* What is being asked *
Reproduce the entries below in full and without error.

■ ■ ■ ■ ■ ■ ■

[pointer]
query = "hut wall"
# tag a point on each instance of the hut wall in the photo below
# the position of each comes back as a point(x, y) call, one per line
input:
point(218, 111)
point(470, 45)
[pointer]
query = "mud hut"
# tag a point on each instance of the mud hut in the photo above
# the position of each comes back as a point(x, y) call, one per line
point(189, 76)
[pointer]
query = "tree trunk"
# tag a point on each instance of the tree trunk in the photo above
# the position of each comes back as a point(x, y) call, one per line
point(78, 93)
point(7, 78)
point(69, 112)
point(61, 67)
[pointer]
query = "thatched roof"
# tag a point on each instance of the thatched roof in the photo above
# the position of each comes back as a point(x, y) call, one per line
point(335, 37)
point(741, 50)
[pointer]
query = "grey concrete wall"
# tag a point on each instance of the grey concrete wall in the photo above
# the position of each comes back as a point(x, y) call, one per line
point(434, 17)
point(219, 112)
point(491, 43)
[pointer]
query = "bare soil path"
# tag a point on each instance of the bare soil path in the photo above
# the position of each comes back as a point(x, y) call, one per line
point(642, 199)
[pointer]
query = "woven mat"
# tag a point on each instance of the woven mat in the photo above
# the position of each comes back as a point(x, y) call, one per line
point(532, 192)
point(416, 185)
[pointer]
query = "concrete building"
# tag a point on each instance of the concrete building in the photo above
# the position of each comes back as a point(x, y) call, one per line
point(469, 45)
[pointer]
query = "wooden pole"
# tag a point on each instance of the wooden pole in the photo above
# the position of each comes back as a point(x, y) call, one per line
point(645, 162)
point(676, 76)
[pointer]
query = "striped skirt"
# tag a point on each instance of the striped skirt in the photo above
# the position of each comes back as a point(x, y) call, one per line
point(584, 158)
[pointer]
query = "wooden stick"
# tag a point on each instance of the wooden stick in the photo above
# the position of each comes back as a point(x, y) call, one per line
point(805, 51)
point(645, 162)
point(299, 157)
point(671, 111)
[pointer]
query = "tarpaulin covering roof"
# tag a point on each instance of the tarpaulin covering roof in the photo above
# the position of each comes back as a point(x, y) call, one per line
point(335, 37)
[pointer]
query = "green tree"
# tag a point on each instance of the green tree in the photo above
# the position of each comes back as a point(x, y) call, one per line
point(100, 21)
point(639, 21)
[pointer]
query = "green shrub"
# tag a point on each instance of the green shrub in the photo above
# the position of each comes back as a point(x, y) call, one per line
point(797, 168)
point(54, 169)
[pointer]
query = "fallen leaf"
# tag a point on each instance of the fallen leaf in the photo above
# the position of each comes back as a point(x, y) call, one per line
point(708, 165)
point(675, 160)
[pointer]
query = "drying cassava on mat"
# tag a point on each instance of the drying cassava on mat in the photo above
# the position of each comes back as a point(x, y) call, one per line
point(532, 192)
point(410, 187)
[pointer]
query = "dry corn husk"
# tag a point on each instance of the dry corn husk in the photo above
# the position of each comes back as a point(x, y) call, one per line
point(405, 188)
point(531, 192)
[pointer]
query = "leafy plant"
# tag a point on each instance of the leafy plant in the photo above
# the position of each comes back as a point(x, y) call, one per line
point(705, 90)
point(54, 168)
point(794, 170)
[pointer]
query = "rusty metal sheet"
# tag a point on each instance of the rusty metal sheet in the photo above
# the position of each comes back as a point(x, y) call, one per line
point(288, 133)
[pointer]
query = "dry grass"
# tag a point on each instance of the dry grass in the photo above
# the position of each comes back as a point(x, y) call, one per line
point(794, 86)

■ ■ ■ ■ ■ ■ ■

* Answer space *
[pointer]
query = "hut wall"
# tag a point on each instance of the hut wall in the photo below
# the position of each comes back as a point(x, y) call, one per line
input:
point(218, 111)
point(470, 45)
[pointer]
query = "mud hut"
# tag a point on each instance of the mud hut in the photo above
# the position of each comes back as a point(x, y) call, one per line
point(189, 76)
[pointer]
query = "tree trunk"
# tag a point on each instance of the tree trunk in the photo above
# the position of each comes back as a point(x, y) call, one per line
point(78, 93)
point(7, 78)
point(69, 112)
point(61, 67)
[pointer]
query = "thatched roof"
# tag a point on each instance of the thatched roof in the photo above
# the position of each comes back as a point(x, y) call, one per line
point(335, 37)
point(741, 50)
[pointer]
query = "grey concrete wall"
# tag a point on each instance of the grey concrete wall in the photo above
# the position of each comes back as a point(x, y) call, one per line
point(434, 17)
point(219, 112)
point(491, 43)
[pointer]
query = "bare soil path"
# tag a point on each instance of the bare soil path in the photo above
# the position of each comes back as a point(x, y) call, one per line
point(642, 199)
[pointer]
query = "woven mat"
# tag a point on each instance of the woven mat in the photo above
# the position of each comes back as a point(x, y) call, one per line
point(532, 192)
point(416, 185)
[pointer]
query = "concrete building"
# tag a point on each instance of the concrete building in the photo above
# the position of each comes back as a point(x, y) call, one per line
point(469, 45)
[pointer]
query = "wooden pole"
# tag a point on each instance of the wooden pole in the photo above
# the position of each comes back as a point(x, y) call, one per line
point(645, 162)
point(676, 76)
[pointer]
query = "striped skirt"
# tag a point on each instance of the striped skirt in the photo above
# the position of each comes back as a point(x, y) call, one per line
point(584, 158)
[pointer]
query = "wooden stick"
# tag a point on each instance of the wooden stick in the photo above
# the position of each comes back as a point(x, y) call, one per line
point(805, 51)
point(645, 162)
point(299, 157)
point(671, 111)
[pointer]
query = "tarpaulin covering roof"
# tag a point on each instance of the tarpaulin covering roof in the photo above
# the position of each comes back as a point(x, y) call, one per line
point(335, 37)
[pointer]
query = "green tree"
# tag a point on each instance of the green tree in the photo above
# the position of each comes back as a point(x, y) call, one per line
point(100, 21)
point(639, 21)
[pointer]
query = "green shrub"
# tag a point on each instance of the green shrub in the photo above
# the position of each comes back as a point(x, y) call, one per line
point(797, 168)
point(54, 169)
[pointer]
query = "fallen leaf"
# tag a point on each instance of the fallen leaf in the photo above
# the position of each comes back as a point(x, y) call, one per line
point(708, 165)
point(675, 160)
[pointer]
query = "drying cassava on mat"
# tag a point on each instance of the drying cassava on mat in the photo above
# the position of each comes back as a point(x, y) call, one per line
point(532, 192)
point(410, 187)
[pointer]
query = "dry corn husk"
# tag a point on each instance of the dry corn husk in the photo above
# the position of each comes back as a point(x, y) call, one per line
point(405, 188)
point(531, 192)
[pointer]
query = "leafy plant"
# tag a point on each instance of the leafy plant in the photo above
# the position of each comes back as a point(x, y) call, one per line
point(705, 90)
point(54, 168)
point(794, 170)
[pointer]
query = "rusty metal sheet"
# tag a point on each instance of the rusty metal sheet in the photo above
# the position of each comes back as a point(x, y) call, one per line
point(288, 133)
[pointer]
query = "dry grass"
# tag a point on each instance of the dry grass in the photo above
# the position of each comes back as a point(x, y) call, one per line
point(794, 86)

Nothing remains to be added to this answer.